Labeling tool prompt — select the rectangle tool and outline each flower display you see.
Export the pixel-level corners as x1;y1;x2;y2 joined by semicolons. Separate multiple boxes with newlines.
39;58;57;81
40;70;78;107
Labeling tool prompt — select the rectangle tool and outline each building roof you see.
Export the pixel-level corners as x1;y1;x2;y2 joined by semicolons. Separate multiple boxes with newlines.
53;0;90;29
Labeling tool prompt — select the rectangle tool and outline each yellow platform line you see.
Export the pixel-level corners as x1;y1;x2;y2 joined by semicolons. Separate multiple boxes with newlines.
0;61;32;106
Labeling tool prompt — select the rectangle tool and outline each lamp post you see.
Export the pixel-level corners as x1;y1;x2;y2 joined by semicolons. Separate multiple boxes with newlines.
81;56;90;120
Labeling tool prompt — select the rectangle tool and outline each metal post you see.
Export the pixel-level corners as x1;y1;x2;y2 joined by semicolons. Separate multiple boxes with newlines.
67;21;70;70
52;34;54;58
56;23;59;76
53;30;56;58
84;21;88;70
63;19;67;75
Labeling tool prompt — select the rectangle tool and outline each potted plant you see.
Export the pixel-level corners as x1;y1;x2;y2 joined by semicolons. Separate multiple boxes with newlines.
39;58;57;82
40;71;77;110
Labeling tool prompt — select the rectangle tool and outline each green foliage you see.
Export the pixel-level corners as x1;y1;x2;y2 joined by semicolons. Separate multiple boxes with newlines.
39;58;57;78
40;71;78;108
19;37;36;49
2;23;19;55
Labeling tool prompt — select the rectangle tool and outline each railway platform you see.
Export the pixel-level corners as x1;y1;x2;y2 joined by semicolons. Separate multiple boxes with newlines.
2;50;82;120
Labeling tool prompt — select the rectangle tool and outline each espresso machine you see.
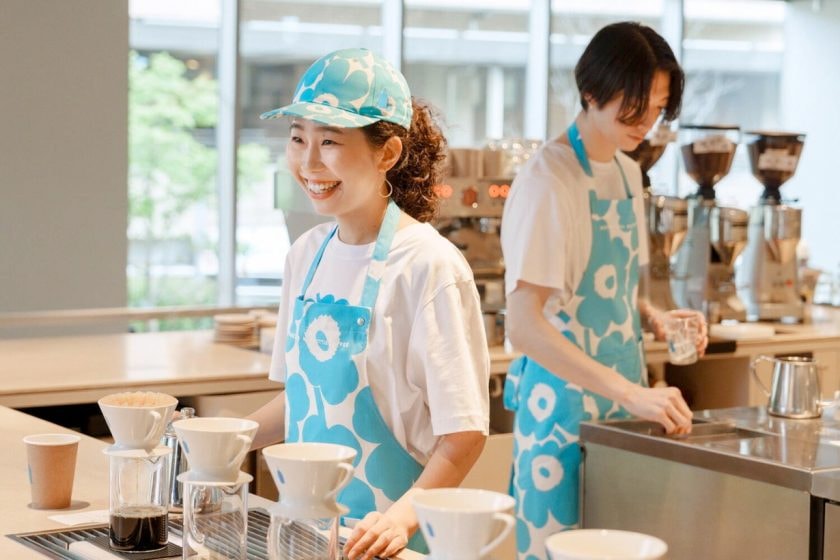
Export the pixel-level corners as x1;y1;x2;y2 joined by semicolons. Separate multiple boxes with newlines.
671;125;748;323
432;144;518;346
737;131;805;322
625;123;688;310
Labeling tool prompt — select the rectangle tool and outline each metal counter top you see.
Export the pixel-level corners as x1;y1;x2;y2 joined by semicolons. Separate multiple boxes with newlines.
580;407;840;501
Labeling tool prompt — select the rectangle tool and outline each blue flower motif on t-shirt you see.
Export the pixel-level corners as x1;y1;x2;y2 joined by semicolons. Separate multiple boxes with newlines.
516;440;580;527
298;295;370;405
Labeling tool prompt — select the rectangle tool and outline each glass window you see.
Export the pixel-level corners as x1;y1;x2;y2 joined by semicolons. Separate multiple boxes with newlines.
678;0;785;208
127;0;219;320
236;0;382;305
403;0;531;146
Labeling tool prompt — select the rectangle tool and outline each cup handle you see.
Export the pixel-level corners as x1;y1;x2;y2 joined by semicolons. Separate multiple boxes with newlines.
188;490;205;550
750;354;775;398
478;513;516;558
228;434;253;469
324;463;354;502
143;410;163;445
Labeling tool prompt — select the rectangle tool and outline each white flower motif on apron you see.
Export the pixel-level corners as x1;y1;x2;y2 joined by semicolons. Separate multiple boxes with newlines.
286;201;426;552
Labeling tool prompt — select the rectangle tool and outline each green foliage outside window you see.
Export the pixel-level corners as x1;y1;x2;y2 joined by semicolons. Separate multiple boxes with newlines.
128;52;269;322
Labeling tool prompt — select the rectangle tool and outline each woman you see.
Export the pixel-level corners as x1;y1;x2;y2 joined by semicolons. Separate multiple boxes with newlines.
246;49;490;559
502;22;706;559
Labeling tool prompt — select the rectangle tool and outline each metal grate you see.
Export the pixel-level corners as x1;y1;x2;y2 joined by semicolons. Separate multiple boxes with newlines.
7;509;384;560
7;525;108;560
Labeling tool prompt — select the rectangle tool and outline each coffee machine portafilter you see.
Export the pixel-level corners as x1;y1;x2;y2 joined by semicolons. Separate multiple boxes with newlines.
736;131;805;322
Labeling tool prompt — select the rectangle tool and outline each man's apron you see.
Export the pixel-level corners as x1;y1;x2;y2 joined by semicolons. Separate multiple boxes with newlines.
504;124;645;560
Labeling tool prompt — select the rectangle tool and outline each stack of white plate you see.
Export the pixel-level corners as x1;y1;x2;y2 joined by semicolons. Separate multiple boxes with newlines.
709;323;776;340
213;313;260;348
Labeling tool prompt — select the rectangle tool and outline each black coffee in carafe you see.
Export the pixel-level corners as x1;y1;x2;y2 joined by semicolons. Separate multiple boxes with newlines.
108;506;169;552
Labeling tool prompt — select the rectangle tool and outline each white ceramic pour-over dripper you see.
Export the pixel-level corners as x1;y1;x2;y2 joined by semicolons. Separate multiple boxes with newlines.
411;488;516;560
172;417;259;483
99;391;178;451
545;529;668;560
263;443;356;517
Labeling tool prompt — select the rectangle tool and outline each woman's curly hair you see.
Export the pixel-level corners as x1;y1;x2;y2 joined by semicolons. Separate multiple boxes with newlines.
362;98;446;222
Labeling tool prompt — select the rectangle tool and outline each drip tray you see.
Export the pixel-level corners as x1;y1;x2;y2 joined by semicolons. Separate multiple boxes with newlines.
6;509;386;560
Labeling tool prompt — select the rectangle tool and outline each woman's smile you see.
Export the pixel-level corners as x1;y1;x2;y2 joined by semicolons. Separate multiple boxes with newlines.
304;179;341;200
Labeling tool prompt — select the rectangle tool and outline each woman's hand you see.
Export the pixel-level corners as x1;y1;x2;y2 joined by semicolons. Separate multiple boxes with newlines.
648;309;709;356
344;511;409;560
619;385;692;434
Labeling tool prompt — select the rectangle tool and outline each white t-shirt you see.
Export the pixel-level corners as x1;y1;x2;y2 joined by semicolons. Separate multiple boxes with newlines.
269;219;490;465
502;138;649;309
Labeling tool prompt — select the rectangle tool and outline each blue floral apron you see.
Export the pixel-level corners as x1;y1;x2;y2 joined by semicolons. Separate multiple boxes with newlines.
504;124;644;560
286;201;425;552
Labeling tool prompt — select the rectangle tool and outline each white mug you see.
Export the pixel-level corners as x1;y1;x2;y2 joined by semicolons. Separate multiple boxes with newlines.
545;529;668;560
263;442;356;512
99;391;178;451
172;417;259;483
412;488;515;560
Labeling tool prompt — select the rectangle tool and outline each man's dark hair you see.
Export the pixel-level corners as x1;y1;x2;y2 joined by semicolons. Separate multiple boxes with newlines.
575;21;685;124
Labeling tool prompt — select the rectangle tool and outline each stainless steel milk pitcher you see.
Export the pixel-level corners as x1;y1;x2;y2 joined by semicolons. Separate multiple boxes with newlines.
161;406;195;511
750;356;835;418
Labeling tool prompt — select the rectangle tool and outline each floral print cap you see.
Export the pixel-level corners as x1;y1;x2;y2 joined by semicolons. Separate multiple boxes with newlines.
260;49;411;129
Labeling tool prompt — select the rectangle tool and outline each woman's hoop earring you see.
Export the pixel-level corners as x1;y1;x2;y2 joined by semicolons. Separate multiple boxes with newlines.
379;178;394;198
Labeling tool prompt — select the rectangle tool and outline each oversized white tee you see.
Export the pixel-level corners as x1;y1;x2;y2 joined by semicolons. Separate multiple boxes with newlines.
269;223;490;465
502;138;649;308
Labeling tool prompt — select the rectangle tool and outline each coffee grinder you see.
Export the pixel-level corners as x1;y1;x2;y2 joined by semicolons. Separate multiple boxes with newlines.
625;123;688;310
671;125;748;323
737;131;805;322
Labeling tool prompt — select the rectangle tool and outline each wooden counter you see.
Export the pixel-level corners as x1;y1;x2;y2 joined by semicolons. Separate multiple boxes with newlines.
0;331;279;408
490;306;840;409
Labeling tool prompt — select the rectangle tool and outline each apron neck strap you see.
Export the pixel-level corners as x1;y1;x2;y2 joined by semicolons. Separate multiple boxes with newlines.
301;200;400;308
566;122;633;198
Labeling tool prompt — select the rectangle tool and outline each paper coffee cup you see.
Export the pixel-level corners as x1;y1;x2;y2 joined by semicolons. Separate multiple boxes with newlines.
23;434;82;509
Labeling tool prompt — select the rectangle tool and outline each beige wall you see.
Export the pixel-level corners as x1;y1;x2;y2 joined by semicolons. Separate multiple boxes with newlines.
782;0;840;273
0;0;128;330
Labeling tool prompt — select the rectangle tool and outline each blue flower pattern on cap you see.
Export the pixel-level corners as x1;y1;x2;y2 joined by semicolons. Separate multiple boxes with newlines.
260;49;412;128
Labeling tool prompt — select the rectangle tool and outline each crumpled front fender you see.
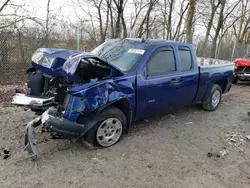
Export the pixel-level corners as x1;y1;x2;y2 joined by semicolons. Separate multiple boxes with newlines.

◆ DIRECTION ◆
Rewrite the material from its first line through the line holding "40;70;78;107", inclusive, and nothing beyond it. Change "flower display" to "floral arrangement" and leave every other character as it is.

◆ RESPONSE FOR THIS EXERCISE ◆
Labeling tool prompt — select the rectangle tool and outline each floral arrangement you see.
Export the pixel-level corners as x1;y1;x2;y2 joined by semicolons. Separate multiple boxes with newlines.
39;58;57;81
40;70;78;107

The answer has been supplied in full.